### Required tasks
1. Decide whether each statement agrees with the message below. Answer yes or no for each, and quote the exact words from the message that settle it.
(a) The writer hopes shortcuts such as $1.1 will be adopted right away.
(b) A subpattern directly quantified with ? produces a single Match object.
(c) The writer has confirmed that PGE already has these exact semantics for ?.
2. Retype the part of the message below between "After thinking on" and "and the like.", inclusive.

### Article
## begin

Here's some more commentary to draft zero of the capturing semantics
(thanks, Damian!), based partially on PGE's current implementation.
On Mon, May 09, 2005 at 10:51:53PM +1000, Damian Conway wrote:
> [...]
> =head2 Nested subpattern captures
> [...]
> There may also be shortcuts for accessing nested components of a subpattern,
> specifically:
>
> # Perl 6...
> #
> # $1----------------------------- $2--------- $3--------------------
> # | $1.1 $1.2------------- | | | | $3.1 $3.2---- |
> # | | | | $1.2.1 | | | | | | | | | |
> # | | | | | | | | | | | | | | | |
> m/ ( The (\S+) (guy|gal|g(\S+) ) ) (sees|calls) ( the (\S+) (gal|guy)
> ) /;
>
> but this has not yet been decided.
After thinking on this a bit, I'm hoping we don't do this -- at least not
initially. I'm not sure there's a lot of advantage of C< $1.1 > over
C< $1[0] >, and one starts to wonder about things like $1.$j.2 and
$1[$j].2 and the like.
> =head2 Quantified subpattern captures
> [...]
> If a subpattern is directly quantified using the C<?> or C<??> quantifier,
> it produces a single C<Match> object. That object is "successful" if the
> subpattern did match, and "unsuccessful" if it was skipped.
I'm not sure that PGE has these exact semantics for C<?> yet -- I'll have
to check.
> =head2 Indirectly quantified subpattern captures
> [...]
> A subpattern may sometimes be nested inside a quantified non-capturing
> structure:
>
> # non-capturing quantified
> # __________/\_________ __/\__
> # | || |
> # | $1 $2 || |
> # | _^_ ___^___ || |
> # | | | | | || |
> m/ [ (\w+) \: (\w+ \s+)* ]**{2...} /
>
> [...] In Perl 5, any repeated captures of this kind:
>
> # Perl 5 equivalent...

## end

### Data entries
## begin

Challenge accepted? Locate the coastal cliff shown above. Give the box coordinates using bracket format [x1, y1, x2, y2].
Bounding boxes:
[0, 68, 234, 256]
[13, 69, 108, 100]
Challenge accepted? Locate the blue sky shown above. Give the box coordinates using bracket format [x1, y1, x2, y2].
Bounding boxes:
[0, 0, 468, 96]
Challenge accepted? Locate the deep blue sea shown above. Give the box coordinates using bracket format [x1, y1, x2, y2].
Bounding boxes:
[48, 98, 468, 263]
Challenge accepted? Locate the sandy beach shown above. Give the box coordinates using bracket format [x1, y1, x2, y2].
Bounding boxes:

## end

### Written responses
1.
(a) No: "I'm hoping we don't do this -- at least not initially."
(b) Yes: "it produces a single C<Match> object."
(c) No: "I'm not sure that PGE has these exact semantics for C<?> yet -- I'll have to check."

2.
After thinking on this a bit, I'm hoping we don't do this -- at least not
initially. I'm not sure there's a lot of advantage of C< $1.1 > over
C< $1[0] >, and one starts to wonder about things like $1.$j.2 and
$1[$j].2 and the like.